* Task to complete *
Update the listing lines from the line with "Identify every instance of the red logo on shirt" up to and including the line with "x=120 y=778" by replacing "bench armrest" with "chair armrest", and return only those lines with everything else left unchanged.
--*--
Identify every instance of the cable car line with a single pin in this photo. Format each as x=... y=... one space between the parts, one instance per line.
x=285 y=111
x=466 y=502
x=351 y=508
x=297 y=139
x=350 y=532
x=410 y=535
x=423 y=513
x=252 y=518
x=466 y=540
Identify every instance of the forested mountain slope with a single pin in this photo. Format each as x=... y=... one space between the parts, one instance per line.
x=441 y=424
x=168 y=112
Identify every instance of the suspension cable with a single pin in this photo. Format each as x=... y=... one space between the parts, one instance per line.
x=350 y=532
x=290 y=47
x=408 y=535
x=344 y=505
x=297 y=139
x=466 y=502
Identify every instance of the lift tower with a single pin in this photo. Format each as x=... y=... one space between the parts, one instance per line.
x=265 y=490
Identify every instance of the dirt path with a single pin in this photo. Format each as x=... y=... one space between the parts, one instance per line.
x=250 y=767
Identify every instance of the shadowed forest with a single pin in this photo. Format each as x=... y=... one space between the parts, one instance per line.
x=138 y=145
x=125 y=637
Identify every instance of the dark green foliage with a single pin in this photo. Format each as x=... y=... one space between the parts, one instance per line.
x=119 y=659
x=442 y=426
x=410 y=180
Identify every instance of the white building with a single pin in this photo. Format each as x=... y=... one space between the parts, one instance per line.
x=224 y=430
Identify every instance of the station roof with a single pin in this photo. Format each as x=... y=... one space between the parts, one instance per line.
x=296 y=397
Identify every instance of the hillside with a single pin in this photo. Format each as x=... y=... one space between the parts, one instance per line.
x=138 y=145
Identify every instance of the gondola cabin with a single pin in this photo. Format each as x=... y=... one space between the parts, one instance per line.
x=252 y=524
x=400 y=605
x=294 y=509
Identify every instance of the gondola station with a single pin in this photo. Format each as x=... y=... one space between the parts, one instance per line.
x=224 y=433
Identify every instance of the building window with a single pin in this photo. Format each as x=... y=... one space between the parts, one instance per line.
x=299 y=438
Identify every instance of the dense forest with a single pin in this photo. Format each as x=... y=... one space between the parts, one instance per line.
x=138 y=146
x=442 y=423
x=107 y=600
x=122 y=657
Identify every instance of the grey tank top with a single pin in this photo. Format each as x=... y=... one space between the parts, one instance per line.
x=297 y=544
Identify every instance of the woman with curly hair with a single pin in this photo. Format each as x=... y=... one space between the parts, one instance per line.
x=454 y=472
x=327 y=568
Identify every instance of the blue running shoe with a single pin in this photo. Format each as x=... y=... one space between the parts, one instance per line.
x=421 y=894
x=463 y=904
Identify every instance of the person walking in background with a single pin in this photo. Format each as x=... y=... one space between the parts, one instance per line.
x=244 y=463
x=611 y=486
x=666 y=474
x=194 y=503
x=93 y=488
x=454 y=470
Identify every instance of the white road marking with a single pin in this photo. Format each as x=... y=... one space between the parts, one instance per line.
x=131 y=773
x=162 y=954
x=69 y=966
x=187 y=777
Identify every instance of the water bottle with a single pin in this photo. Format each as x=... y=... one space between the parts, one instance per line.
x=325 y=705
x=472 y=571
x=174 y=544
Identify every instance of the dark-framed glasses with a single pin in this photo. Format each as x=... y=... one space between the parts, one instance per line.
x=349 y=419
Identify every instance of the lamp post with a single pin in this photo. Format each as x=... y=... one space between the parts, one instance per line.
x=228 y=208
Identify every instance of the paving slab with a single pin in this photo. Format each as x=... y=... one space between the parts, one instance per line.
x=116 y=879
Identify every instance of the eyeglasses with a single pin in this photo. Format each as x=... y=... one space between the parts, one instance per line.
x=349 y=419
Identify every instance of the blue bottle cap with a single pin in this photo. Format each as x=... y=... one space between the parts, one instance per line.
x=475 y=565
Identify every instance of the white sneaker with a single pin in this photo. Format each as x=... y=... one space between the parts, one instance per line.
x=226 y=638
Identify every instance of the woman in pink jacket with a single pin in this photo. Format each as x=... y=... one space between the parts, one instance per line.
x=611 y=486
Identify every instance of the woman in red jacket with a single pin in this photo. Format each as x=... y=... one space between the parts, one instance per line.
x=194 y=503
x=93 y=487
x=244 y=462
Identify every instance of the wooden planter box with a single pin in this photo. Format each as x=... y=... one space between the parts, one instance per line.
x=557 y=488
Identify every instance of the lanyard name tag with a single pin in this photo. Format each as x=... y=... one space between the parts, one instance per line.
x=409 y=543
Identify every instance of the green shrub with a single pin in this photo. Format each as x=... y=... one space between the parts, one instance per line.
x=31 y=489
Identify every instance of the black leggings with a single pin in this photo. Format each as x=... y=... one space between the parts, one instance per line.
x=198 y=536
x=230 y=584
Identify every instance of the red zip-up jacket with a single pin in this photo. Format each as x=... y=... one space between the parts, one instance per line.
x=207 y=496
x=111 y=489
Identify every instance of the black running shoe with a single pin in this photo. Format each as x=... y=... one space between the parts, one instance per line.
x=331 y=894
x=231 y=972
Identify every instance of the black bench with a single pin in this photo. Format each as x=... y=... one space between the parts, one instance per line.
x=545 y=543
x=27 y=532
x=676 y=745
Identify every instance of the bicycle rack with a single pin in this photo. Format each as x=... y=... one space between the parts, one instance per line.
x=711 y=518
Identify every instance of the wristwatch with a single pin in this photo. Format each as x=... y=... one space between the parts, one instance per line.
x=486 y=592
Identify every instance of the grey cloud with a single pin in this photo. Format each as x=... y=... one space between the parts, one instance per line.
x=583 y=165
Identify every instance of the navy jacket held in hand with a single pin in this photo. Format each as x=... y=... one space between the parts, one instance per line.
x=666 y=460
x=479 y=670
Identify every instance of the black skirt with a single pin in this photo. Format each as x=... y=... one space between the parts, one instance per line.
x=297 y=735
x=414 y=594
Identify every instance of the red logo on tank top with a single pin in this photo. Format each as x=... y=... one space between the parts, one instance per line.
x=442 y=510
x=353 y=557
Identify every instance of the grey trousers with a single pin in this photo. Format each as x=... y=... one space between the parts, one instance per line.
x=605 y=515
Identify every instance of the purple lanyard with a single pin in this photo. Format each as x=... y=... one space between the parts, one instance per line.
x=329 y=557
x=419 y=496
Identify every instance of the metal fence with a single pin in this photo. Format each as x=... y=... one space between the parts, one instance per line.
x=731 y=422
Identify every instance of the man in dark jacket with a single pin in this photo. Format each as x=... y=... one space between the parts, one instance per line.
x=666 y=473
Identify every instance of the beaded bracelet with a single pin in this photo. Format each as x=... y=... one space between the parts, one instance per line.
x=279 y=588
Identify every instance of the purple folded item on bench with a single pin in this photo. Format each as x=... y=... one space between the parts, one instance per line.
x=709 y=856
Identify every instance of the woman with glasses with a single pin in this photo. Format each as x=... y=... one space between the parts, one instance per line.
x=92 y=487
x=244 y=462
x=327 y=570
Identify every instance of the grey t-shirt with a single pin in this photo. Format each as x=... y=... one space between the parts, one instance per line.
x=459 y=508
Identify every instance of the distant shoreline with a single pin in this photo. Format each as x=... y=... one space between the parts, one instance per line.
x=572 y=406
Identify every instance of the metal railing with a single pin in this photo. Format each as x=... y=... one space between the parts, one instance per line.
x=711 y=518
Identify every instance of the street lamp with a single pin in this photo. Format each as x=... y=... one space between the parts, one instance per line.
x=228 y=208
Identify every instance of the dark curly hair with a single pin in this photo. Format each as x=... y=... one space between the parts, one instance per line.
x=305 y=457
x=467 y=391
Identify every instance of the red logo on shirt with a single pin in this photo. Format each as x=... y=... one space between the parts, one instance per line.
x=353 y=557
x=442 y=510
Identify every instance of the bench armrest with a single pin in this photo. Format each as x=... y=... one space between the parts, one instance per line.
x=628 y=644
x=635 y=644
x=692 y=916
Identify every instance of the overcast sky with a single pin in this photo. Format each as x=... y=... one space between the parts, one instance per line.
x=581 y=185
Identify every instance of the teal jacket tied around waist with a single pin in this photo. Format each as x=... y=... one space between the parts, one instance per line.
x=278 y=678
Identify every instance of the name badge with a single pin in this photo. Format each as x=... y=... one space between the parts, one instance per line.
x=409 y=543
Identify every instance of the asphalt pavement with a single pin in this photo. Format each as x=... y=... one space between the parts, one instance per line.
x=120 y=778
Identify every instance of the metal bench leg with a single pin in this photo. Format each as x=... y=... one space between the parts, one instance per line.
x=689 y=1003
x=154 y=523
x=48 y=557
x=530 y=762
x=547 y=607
--*--
* Solution to the exercise *
Identify every instance of the red logo on shirt with a single pin in this photo. Format each as x=... y=... one space between the parts, one instance per line.
x=353 y=557
x=442 y=510
Identify every instance of the chair armrest with a single pin in this photo. Format each as x=... y=... one space between the parts, one instance per line.
x=628 y=644
x=635 y=644
x=692 y=916
Identify every instance of the overcast sky with a single pin in this photo. Format each as x=... y=... one space between the parts, one instance per line.
x=581 y=185
Identify every instance of the teal jacket tied around waist with a single pin in this photo. Format each as x=... y=... one space between the parts, one instance per line.
x=278 y=678
Identify every instance of the name badge with a single pin in this photo. Format each as x=... y=... one space between the parts, one instance per line.
x=409 y=543
Identify every instance of the asphalt pavement with a single pin in this photo. Format each as x=... y=... one space between the parts, one instance per line.
x=120 y=778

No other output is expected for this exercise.